Dataset START

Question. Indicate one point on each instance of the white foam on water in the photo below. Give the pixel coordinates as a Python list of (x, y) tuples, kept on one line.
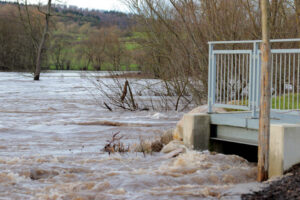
[(51, 148)]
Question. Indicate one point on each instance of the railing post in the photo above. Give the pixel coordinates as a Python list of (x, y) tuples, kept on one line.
[(210, 78), (254, 83)]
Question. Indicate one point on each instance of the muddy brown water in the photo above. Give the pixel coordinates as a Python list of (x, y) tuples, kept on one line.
[(52, 133)]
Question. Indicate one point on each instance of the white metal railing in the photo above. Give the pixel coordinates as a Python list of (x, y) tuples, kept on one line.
[(234, 77)]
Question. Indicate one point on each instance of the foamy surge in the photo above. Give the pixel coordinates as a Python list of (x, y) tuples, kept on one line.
[(52, 133)]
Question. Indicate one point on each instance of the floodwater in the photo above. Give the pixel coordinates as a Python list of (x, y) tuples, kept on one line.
[(52, 133)]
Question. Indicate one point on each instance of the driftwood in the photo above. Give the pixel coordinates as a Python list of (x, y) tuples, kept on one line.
[(107, 106), (115, 145)]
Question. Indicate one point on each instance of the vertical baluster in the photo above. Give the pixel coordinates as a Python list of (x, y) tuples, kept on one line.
[(284, 85), (280, 85), (235, 88), (289, 81), (228, 66), (272, 80), (276, 81), (240, 81), (293, 105)]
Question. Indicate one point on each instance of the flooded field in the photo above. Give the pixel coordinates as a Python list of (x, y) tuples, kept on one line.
[(52, 134)]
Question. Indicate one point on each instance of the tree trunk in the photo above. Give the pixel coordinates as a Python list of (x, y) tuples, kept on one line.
[(41, 45), (297, 5), (264, 115)]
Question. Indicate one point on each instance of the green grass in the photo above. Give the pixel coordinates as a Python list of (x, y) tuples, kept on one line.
[(286, 102)]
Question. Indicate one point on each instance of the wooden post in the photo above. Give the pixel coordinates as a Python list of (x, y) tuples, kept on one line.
[(264, 114)]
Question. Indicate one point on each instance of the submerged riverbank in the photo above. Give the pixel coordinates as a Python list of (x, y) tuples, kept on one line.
[(52, 133)]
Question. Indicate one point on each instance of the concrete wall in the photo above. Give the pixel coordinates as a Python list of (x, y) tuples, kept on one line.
[(284, 148), (196, 131), (284, 139)]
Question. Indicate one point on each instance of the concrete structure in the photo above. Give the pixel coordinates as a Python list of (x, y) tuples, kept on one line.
[(201, 130)]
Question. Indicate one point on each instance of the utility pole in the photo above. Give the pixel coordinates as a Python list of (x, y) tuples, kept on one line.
[(264, 114), (42, 42)]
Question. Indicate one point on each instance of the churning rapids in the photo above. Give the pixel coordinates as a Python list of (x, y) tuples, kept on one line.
[(51, 142)]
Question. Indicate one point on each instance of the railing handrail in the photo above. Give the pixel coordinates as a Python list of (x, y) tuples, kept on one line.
[(291, 73), (253, 41)]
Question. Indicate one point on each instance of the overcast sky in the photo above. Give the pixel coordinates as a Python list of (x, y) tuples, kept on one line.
[(91, 4)]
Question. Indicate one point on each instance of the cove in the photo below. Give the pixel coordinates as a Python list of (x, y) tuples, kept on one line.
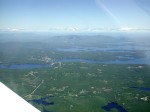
[(113, 105)]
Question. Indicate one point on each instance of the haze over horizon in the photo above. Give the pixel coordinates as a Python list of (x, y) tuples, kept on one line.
[(74, 15)]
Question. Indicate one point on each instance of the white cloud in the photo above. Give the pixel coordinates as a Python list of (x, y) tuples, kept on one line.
[(126, 29)]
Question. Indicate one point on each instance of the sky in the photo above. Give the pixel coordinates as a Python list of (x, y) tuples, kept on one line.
[(74, 15)]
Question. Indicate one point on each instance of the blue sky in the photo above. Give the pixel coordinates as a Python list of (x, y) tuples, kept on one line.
[(74, 15)]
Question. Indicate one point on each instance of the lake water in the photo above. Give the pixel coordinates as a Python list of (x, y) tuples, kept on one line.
[(113, 105), (32, 66), (140, 88)]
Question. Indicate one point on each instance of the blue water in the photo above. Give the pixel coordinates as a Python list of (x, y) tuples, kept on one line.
[(141, 88), (43, 101), (134, 61), (113, 105), (32, 66)]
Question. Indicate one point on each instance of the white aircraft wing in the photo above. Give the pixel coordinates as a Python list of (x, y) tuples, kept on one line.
[(11, 102)]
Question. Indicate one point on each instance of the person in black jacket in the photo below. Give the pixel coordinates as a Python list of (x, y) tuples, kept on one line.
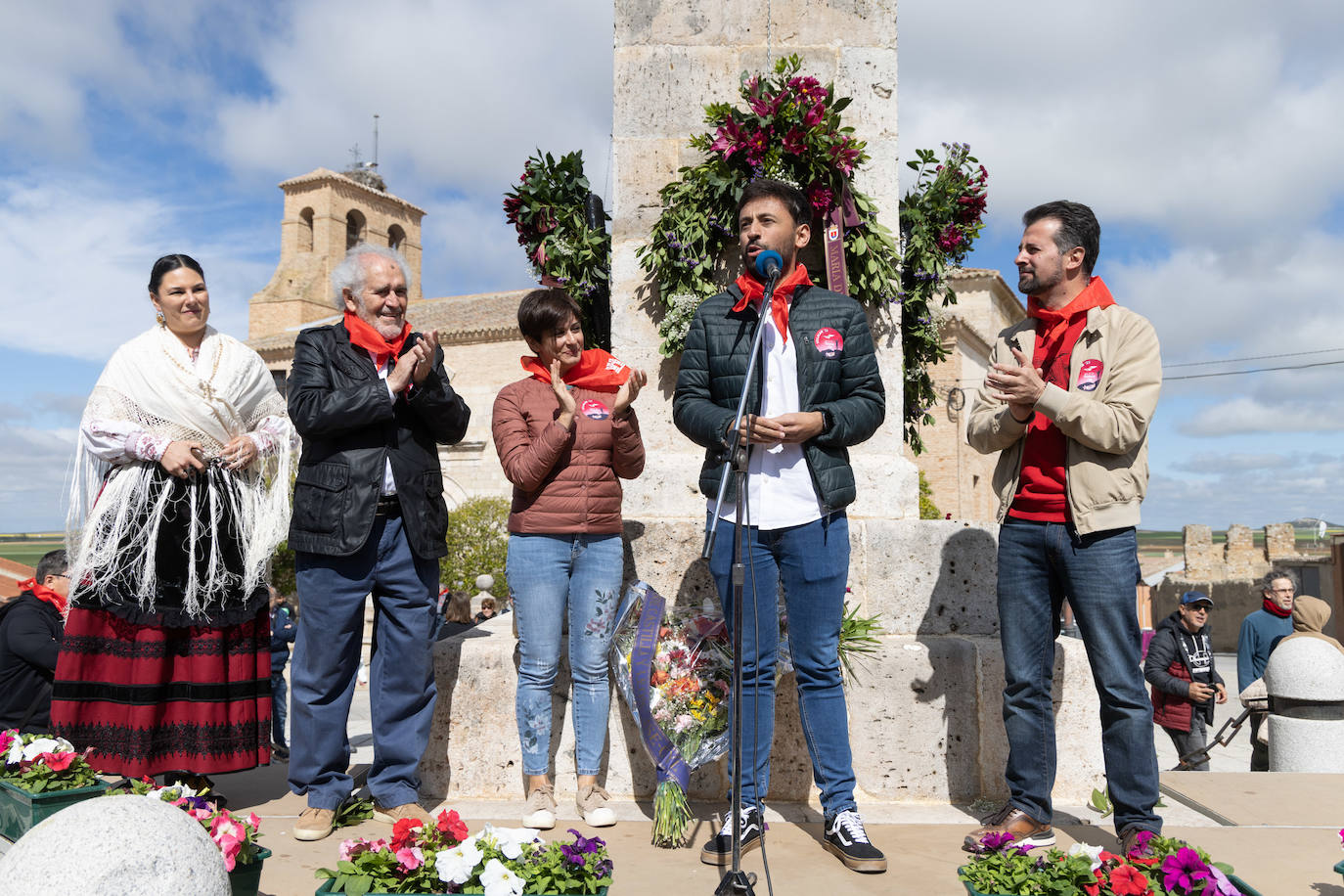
[(31, 628), (373, 403), (1181, 668), (818, 392)]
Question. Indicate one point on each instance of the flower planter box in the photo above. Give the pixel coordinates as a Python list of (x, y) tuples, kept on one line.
[(1240, 884), (327, 888), (245, 880), (21, 810)]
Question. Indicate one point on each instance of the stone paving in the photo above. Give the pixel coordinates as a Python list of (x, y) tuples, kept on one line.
[(1283, 841)]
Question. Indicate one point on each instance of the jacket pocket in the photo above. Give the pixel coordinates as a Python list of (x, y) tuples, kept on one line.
[(322, 497), (435, 511)]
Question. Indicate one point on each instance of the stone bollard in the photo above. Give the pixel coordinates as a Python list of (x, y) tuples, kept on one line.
[(1305, 683), (115, 845)]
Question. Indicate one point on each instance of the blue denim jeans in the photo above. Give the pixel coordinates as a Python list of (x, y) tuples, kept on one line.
[(401, 680), (812, 563), (554, 579), (1039, 565)]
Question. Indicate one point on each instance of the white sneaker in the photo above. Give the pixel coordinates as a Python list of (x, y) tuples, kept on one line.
[(592, 803), (539, 809)]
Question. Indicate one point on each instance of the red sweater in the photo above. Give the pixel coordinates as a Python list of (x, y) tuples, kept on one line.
[(1041, 489)]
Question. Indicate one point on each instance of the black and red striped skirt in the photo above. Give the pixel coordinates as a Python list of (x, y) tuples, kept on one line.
[(151, 698)]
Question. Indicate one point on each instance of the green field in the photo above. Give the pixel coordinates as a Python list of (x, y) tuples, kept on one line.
[(28, 551)]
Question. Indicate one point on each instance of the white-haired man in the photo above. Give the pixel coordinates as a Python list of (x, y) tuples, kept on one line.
[(373, 402)]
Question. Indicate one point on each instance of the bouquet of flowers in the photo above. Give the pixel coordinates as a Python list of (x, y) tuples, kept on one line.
[(236, 837), (39, 763), (1154, 867), (675, 668), (442, 857)]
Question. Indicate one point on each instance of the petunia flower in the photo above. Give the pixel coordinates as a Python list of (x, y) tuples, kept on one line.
[(1185, 870), (410, 857), (456, 866), (1127, 880), (1092, 852)]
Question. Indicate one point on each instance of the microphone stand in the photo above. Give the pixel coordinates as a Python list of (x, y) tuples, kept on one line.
[(736, 880)]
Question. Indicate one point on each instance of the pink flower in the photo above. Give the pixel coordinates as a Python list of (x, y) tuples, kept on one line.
[(410, 857)]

Dataset END

#### Problem to work on
The expected answer is the data retyped exactly, without pictures.

#### The answer
Question. Indicate one point on each instance of the white foam on water in the photo below. Give the pixel coordinates as a Python list of (x, y) tuples, kept on one line.
[(51, 148)]
Question. Indicate one point on each instance of the railing post in the photo above. Give the pixel coordinates as a Python list of (x, y) tuples, kept on one line.
[(210, 78), (254, 83)]
Question. Indicate one point on each instance of the muddy brown water in the photo above. Give the pixel coordinates as a Python list of (x, y) tuples, kept on one line.
[(52, 133)]
Question. Indicate one point on each instance of the white metal railing in the photo above. Give the pixel coordinates as a Python list of (x, y) tuples, kept on one line.
[(234, 77)]
Question. Indicate one point on each instance of the foamy surge in the photo above. Give the pixel coordinates as a Python list of (x, y) tuples, kept on one line.
[(52, 133)]
Question. Indicate one point on each instance of the floodwater in the photo above. Give the pixel coordinates as a Python list of (x, y) tuples, kept on one line.
[(52, 133)]
Question. Indicate one point on each instance of the driftwood in the photo above. Give the pixel coordinates as a Python list of (x, y) tuples, kept on one line.
[(107, 106), (115, 145)]
Question. Indicate one point on each instance of the vertical baluster in the photo above. Give the pixel coordinates as a Python list of (x, y) tuples, kept on one line.
[(284, 85), (280, 85), (235, 88), (289, 81), (228, 66), (272, 80), (276, 81), (240, 81), (293, 105)]
Question. Indicate one point on each instance of the flooded field in the photo above. Give the pixel coordinates as a Python list of (x, y) tuples, kept on one line.
[(52, 134)]
Question. Indicate one point on each instance of the tree trunk in the photo above. Give the pixel coordinates as a Python list of (x, y) tuples, kept on one line.
[(41, 45), (297, 5), (264, 115)]
Question. Indicate one point on each instance of the green grass in the photo above. Give the pixel coordinates as a Python list of (x, y) tuples, kept on one line.
[(286, 102)]
Question. Indicate one point on each instance of the wooden post in the photo above. Give the pixel coordinates as a Python list of (x, y) tuples, kept on one line.
[(264, 114)]
Question. Indicate one point on each instance of the submerged riverbank in the photo above. Give the pixel coordinates as a Python list of (x, y) tuples, kept on one line.
[(52, 133)]
Question. Indicate one point on each instance of the concrete wall in the photo above. Give the pixel coordinates as a Python list of (x, y) tuples, kept on one line.
[(284, 148), (196, 131), (284, 139)]
Question. Indicate one point on each instance of the concrete structure in the photo above. Give the pixel coordinates as a Python list of (x, y) tuples, kept on one line.
[(201, 130)]
Question. Indicate one point on each instance of the utility pole in the photo above. Give the pixel coordinates as a Python list of (x, y) tuples, kept on one line.
[(264, 114), (42, 42)]
Question. Indicate one point on each instance of the churning rapids in the photo above. Give the pixel coordinates as a Python list of (x, y) tuples, kept on one line.
[(51, 142)]
Question. Indicate one point on each instance of the railing handrail in the photo above. Give the pixel coordinates as a Python list of (x, y) tuples, kept on one line.
[(291, 73), (253, 41)]
Question. Indicate one point on each instance of the overcast sky in the photo above. Give the pixel coordinates as a Python list of (x, y) tuples, kept on one line.
[(91, 4)]
Question. Indicate one point on each instance of the cove in the photo below. Give the pixel coordinates as a Python list of (x, y) tuples, kept on one line.
[(113, 105)]
Question. Indicate one point on each instance of the haze over horizon in the photo above. Give the pixel coordinates as a Python list of (x, y) tuples, kept on one line.
[(74, 15)]
Question. Indicate one point on each instance of the white cloud in the photo above. Give the pixel coordinates as a Python list of (x, y) tuples, kept on one line.
[(126, 29)]
Question. Indicate one point on each instance of the sky in the photo above. Give the pixel coordinates as a Python list of (x, y) tuples, kept on one line.
[(74, 15)]
Question. Indicate one point on each instance of the blue sky in the photo above. Give the pixel coordinates as a Python list of (x, y) tuples, kept on one line.
[(74, 15)]
Question. Indicate one point on each instance of the lake water in the photo above. Give the pixel coordinates as a Python list of (x, y) tuples, kept on one line.
[(113, 105), (32, 66), (140, 88)]
Question. Indicate one point on each instance of the blue water in the photo above. Give the pixel coordinates as a Python list of (x, y) tuples, kept on one line.
[(141, 88), (43, 101), (134, 61), (113, 105), (32, 66)]
Question. Indicate one point on each instance of the white aircraft wing in the photo above. Give the pixel coordinates as a Python list of (x, y) tuples, kept on one line.
[(11, 102)]
Question. Indicate one point on each instance of the person in black jacket in the photo below. Give the pixel coordinates as a Python list of (x, y) tuples, kept on one line.
[(31, 628), (373, 403), (1181, 668), (818, 392)]
Question. Indicate one point on each instance of the flower planter box in the photo above. Give the pixel coordinates as a Python list of (x, y) tuples, kept on one line.
[(1240, 884), (327, 888), (245, 880), (21, 810)]
Question. Indicate one point on each instance of the stone paving in the photo above. Give the pixel coordinates as a Python list of (x, y) tuples, kept on one line.
[(1283, 841)]
Question. Indicate one point on each instance of the jacket pocket in the photo above. Give the pixel coordinates as a Python list of (x, y) tuples, kept on one line.
[(322, 497), (435, 511)]
Question. Indicate one point on each instance of the stone bollard in the photo above. Give the pixel coordinates as a Python list of (x, y) tuples, kept on one line.
[(1305, 683), (115, 845)]
Question. Indicate one point on each instance of the blue denim jeans in the photo above. Give the pixel coordinates as a Python list of (x, y) tuples, kept on one line.
[(401, 680), (812, 563), (554, 579), (1039, 565)]
Question. Indicate one point on each instance of the white sneaker in the photo above. Give the pixel coordinates as a Python list of (x, y) tuples, kept on one line.
[(592, 803), (539, 809)]
Question. Indicate one point on each instance of the red sweater in the photo above. Give the pixel coordinates as a Python list of (x, y) tuples, kept on one line.
[(1041, 489)]
Question. Indicate one point on each instance of the black and red striped skirt in the photo above. Give the pixel coordinates as a Python list of (x, y) tuples, kept on one line.
[(151, 698)]
Question. Indicate one point on each instance of the green field in the photo above. Give the pixel coordinates as a Python list of (x, y) tuples, kept on one line.
[(28, 551)]
Question. Indicate one point on each instance of the white-haired man in the photo above. Give the pixel coordinates as a Python list of (x, y) tuples, kept on one line.
[(373, 402)]
Question. Indicate one point on each instance of the bouquet of flowers in the photo above. Give the pixel coordinates as a Python list of (x, y) tuples, kept on one line.
[(236, 837), (39, 763), (1154, 867), (675, 668), (442, 857)]
Question. Indicate one point on each instance of the petunia flower in the photo above. Give the pixel coordinates as a Python list of (x, y) tuples, kept on one line.
[(1185, 870), (410, 857), (456, 866), (1127, 880), (1092, 852)]
Question. Indicate one point on each instance of the microphone stand in the photo above. Give the pixel coordinates as a Python list of (x, y) tuples, kept on one line.
[(736, 880)]
Question. Indicate one point on each instance of the pink flower in the photo above. Give the pixel coordinates as a Python list of (x, y) tuples, kept on one line.
[(410, 857)]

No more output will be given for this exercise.